Instructions for the task
All lines below are to be transcribed exactly.

Point-per-instance localization data
****
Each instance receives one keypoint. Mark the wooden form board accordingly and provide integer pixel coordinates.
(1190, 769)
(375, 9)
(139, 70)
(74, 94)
****
Solution to this task
Each instance receives one keypoint. Mark the wooden form board accordingly and provide integer pixel coordinates.
(1190, 769)
(375, 9)
(139, 70)
(74, 94)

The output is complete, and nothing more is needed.